=== Task instructions ===
Will you restate verbatim the lines running from the line with "of the dirt" to the end of the data, leaving out everything else?

[Position annotation records]
┌──

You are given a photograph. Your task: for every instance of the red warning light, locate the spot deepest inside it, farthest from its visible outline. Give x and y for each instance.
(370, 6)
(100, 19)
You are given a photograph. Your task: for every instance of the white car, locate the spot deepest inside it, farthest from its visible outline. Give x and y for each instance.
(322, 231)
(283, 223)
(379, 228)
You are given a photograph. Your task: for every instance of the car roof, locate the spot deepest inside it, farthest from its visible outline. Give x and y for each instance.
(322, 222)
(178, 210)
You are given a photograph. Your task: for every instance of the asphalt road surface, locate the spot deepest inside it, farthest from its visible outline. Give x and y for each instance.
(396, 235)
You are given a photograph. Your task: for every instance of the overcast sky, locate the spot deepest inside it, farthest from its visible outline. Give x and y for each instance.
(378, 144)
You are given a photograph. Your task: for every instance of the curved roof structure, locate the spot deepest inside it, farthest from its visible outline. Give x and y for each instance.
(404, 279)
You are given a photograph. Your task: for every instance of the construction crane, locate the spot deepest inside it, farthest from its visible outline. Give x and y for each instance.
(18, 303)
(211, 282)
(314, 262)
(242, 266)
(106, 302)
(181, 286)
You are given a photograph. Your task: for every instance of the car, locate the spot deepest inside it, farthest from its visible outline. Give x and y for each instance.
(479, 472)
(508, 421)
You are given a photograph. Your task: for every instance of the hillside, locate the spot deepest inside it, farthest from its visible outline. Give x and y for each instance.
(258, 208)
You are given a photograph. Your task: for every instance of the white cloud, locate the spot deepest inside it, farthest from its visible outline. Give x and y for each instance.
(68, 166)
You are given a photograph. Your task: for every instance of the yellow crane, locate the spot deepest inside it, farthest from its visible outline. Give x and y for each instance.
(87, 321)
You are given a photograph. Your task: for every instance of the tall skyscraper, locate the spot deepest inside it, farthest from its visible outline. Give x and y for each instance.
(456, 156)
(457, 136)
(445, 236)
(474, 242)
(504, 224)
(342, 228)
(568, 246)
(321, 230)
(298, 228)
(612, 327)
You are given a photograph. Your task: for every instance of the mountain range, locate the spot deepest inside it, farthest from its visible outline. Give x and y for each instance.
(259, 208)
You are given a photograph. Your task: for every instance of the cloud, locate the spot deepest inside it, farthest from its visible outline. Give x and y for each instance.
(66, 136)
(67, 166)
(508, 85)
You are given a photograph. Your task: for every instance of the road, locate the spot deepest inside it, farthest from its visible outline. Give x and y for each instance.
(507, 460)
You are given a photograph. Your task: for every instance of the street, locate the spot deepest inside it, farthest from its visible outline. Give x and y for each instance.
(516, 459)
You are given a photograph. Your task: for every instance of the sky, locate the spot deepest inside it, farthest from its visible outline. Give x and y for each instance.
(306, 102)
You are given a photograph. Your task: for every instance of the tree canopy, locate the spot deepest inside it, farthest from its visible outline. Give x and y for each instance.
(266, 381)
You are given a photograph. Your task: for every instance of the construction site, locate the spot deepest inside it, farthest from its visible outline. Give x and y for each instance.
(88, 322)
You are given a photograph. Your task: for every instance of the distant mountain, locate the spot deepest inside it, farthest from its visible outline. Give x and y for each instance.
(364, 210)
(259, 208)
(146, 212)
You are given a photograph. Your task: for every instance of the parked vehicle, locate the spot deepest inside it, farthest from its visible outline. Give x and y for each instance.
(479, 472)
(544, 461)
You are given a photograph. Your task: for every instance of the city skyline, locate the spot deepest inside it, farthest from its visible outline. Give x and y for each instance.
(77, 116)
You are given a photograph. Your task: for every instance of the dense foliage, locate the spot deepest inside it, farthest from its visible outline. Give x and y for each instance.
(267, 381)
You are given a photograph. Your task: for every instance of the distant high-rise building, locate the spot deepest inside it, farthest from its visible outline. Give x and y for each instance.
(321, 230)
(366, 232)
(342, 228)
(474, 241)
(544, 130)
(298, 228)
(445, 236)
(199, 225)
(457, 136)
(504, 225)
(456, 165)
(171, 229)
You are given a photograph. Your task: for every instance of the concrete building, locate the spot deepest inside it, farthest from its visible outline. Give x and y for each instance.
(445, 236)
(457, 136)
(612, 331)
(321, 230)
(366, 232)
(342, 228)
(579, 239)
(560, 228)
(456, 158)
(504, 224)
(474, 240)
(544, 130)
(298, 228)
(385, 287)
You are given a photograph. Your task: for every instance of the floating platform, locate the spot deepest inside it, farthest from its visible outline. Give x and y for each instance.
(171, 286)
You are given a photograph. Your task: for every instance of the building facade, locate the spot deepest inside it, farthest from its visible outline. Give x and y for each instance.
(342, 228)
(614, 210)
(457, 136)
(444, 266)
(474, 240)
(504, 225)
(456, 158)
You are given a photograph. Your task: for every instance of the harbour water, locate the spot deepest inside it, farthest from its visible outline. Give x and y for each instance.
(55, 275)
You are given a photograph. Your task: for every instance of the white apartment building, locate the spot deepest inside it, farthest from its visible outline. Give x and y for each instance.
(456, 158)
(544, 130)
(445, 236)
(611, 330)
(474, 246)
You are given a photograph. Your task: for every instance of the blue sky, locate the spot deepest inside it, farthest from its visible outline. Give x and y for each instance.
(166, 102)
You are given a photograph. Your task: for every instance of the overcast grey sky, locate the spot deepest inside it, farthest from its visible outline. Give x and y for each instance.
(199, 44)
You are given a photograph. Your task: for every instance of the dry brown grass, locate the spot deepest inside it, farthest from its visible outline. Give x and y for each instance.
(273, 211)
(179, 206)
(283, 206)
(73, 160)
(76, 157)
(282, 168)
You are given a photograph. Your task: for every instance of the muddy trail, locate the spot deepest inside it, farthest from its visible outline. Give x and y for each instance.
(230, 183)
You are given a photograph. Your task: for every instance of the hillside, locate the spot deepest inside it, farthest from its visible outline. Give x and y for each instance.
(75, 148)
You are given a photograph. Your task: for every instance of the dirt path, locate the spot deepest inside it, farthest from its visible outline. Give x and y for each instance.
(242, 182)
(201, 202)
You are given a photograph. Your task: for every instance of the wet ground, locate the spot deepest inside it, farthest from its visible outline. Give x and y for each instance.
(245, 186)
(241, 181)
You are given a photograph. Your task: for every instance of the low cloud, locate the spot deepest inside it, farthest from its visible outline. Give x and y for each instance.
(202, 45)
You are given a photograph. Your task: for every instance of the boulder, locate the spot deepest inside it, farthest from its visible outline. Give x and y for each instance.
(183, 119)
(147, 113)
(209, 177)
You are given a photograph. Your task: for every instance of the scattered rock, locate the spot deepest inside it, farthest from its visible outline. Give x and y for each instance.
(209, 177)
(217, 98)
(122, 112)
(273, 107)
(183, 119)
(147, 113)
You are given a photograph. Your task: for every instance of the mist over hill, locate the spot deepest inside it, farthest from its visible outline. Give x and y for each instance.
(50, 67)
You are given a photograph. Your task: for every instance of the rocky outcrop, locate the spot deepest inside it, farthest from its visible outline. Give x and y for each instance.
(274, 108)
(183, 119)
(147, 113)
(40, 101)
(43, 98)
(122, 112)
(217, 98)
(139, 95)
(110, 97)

└──

=== Output of the exercise ===
You are given a photograph. Your task: for every instance of the dirt path, locate the spot deepest inside it, farthest from its visible outline. Give x and y for each instance.
(242, 182)
(201, 202)
You are given a photograph. Your task: for every instance of the wet ground, locate the spot deepest inside it, farthest from its visible outline. Give x and y for each instance.
(245, 186)
(241, 181)
You are given a photograph. Your task: for every instance of the low cloud, locate the spot deepest inside it, farthest from its visible outline. Give x and y for each instance.
(202, 45)
You are given a photograph. Your task: for every instance of the boulder, locate the spot deepest inside it, farthest from its visible outline. Give x and y for each instance.
(183, 119)
(147, 113)
(209, 177)
You are given a photograph. Your task: for every instance of the scattered rock, locate the spot deepest inside it, farthest from its visible outline. Give x and y for each instance.
(209, 177)
(217, 98)
(122, 112)
(273, 107)
(183, 119)
(147, 113)
You are given a photograph. Your task: for every instance of the mist over hill, locate the spot deepest inside it, farthest from its visible outline. Give x and y for each instance.
(50, 67)
You are given a photograph. Your task: for every instance of the rocky outcrop, locate the spot deepest inside it, farthest from its visible outline. Give x and y for each instance.
(274, 108)
(183, 119)
(147, 113)
(40, 101)
(43, 98)
(122, 112)
(217, 98)
(139, 95)
(110, 97)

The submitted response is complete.